--- BEGIN GIVEN RECORDS ---
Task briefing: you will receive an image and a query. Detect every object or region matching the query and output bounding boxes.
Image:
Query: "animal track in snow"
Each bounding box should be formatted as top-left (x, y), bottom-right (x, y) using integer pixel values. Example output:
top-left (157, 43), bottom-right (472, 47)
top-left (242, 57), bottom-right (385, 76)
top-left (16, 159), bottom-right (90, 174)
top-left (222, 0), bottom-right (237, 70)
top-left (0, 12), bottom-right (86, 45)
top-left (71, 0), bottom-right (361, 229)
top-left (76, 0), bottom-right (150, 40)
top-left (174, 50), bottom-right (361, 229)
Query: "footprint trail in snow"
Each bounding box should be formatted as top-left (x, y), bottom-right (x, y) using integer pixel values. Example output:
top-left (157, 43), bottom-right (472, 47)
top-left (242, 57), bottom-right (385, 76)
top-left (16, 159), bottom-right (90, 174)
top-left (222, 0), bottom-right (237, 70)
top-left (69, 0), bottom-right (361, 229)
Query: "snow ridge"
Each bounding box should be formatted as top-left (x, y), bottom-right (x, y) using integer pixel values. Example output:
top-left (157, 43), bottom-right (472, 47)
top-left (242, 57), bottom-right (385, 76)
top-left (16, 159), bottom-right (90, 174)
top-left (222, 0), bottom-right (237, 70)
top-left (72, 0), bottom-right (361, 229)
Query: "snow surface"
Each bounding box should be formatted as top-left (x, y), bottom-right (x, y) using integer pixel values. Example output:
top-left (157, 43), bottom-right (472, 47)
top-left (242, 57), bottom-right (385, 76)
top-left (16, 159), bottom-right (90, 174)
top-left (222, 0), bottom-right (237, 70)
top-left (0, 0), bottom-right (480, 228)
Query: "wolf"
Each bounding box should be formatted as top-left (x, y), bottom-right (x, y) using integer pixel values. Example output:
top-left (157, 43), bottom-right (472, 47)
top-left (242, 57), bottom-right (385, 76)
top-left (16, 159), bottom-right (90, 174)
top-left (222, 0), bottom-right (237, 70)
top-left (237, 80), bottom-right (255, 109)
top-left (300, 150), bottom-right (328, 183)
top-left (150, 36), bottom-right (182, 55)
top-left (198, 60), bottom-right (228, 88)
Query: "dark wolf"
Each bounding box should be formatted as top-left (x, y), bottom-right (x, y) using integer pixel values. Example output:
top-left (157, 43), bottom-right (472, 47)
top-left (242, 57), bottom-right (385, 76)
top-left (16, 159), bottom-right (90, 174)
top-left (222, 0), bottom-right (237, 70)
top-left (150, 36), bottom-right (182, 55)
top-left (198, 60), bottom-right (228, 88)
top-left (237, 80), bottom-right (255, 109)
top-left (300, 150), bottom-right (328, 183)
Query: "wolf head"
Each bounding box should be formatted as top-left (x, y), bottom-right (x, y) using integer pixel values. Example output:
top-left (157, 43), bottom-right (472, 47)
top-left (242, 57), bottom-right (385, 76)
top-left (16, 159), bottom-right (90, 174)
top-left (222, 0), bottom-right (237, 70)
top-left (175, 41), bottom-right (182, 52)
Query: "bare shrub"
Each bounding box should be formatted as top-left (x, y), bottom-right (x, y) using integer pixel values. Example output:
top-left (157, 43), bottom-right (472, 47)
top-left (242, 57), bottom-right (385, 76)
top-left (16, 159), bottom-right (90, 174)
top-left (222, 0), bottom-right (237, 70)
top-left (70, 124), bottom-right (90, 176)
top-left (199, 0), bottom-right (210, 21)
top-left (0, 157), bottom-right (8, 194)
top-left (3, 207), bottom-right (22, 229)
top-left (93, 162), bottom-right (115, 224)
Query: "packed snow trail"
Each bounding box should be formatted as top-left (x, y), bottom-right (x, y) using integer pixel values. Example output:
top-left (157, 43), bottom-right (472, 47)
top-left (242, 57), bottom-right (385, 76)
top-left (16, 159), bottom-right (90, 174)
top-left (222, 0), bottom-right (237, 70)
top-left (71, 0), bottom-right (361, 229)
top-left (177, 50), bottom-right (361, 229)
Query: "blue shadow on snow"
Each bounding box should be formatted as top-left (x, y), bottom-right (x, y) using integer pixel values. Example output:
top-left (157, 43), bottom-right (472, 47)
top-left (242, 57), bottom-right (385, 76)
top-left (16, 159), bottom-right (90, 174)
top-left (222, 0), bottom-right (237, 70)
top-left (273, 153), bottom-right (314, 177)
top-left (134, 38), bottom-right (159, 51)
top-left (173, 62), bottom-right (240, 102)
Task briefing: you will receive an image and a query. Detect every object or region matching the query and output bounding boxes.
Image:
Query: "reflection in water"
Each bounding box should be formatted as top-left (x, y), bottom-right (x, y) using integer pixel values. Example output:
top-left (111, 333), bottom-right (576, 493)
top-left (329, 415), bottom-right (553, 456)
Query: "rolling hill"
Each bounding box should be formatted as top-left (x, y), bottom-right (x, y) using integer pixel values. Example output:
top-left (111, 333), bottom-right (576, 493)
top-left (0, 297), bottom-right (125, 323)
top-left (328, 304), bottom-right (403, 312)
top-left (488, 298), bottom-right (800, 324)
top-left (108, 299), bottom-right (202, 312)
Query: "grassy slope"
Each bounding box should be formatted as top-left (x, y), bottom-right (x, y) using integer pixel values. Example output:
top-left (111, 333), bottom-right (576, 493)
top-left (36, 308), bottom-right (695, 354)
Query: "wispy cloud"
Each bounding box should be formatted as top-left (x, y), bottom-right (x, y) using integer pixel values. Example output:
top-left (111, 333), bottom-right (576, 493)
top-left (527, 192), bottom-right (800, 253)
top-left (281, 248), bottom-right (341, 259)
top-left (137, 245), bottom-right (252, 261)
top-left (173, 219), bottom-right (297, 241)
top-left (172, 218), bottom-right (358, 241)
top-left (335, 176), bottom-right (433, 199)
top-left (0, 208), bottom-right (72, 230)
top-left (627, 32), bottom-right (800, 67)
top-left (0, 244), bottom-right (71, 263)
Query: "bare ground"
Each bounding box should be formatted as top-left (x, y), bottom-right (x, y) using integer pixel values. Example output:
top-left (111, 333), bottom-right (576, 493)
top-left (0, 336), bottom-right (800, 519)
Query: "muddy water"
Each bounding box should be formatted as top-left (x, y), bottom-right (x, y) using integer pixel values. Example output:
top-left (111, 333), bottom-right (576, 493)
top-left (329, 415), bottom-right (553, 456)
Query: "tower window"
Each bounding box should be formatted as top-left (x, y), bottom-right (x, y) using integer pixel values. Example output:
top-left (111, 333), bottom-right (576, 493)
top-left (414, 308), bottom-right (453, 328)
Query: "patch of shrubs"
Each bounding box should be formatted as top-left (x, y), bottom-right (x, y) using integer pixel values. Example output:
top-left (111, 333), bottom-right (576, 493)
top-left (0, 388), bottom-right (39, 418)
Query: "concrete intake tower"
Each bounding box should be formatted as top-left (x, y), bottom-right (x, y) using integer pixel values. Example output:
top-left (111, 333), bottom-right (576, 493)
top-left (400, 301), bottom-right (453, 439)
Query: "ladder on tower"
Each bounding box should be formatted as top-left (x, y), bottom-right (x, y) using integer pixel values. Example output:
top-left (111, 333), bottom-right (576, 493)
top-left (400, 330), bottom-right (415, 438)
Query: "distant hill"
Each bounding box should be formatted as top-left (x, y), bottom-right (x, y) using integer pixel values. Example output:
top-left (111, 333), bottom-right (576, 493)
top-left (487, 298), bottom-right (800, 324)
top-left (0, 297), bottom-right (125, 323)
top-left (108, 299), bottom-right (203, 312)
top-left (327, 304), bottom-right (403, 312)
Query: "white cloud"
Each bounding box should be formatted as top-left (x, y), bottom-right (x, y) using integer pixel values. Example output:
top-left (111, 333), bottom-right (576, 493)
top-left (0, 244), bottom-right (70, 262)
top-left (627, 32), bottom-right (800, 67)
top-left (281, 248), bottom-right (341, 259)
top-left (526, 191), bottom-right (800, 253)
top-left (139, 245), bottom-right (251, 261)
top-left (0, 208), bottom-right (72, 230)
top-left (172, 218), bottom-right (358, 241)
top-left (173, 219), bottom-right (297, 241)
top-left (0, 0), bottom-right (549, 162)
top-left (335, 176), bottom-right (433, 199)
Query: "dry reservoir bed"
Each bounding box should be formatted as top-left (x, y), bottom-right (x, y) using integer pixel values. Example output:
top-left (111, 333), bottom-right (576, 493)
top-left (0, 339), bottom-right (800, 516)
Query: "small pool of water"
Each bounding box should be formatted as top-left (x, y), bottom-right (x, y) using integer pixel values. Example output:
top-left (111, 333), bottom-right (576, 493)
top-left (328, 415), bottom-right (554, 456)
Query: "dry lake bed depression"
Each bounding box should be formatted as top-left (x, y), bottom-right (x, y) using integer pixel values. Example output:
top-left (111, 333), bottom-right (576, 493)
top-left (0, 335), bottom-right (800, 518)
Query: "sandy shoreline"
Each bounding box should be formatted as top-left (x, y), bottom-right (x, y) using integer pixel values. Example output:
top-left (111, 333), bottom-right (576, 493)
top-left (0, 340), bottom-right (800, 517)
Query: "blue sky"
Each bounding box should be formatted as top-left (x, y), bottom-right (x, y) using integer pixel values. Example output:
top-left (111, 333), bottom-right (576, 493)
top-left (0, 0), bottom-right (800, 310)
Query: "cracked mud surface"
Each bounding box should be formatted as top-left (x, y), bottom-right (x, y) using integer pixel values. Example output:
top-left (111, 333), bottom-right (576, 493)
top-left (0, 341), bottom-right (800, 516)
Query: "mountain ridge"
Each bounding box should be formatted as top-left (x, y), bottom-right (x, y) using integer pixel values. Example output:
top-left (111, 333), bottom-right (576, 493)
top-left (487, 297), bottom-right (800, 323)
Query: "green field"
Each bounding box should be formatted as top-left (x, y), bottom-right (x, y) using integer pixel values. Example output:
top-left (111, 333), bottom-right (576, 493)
--- END GIVEN RECORDS ---
GIVEN PROBLEM: Reproduce the lines from the very first one through the line with "top-left (0, 12), bottom-right (86, 45)", changing "integer pixel values" to "whole-number pixel coordinates" and keeping everything else the same.

COMPLETE RESPONSE:
Task briefing: you will receive an image and a query. Detect every object or region matching the query and output bounding boxes.
Image:
Query: "animal track in snow"
Each bounding box should be formatted as top-left (x, y), bottom-right (x, y) using whole-number pixel coordinates. Example output:
top-left (157, 43), bottom-right (472, 47)
top-left (242, 57), bottom-right (385, 76)
top-left (16, 159), bottom-right (90, 174)
top-left (222, 0), bottom-right (237, 70)
top-left (0, 12), bottom-right (86, 45)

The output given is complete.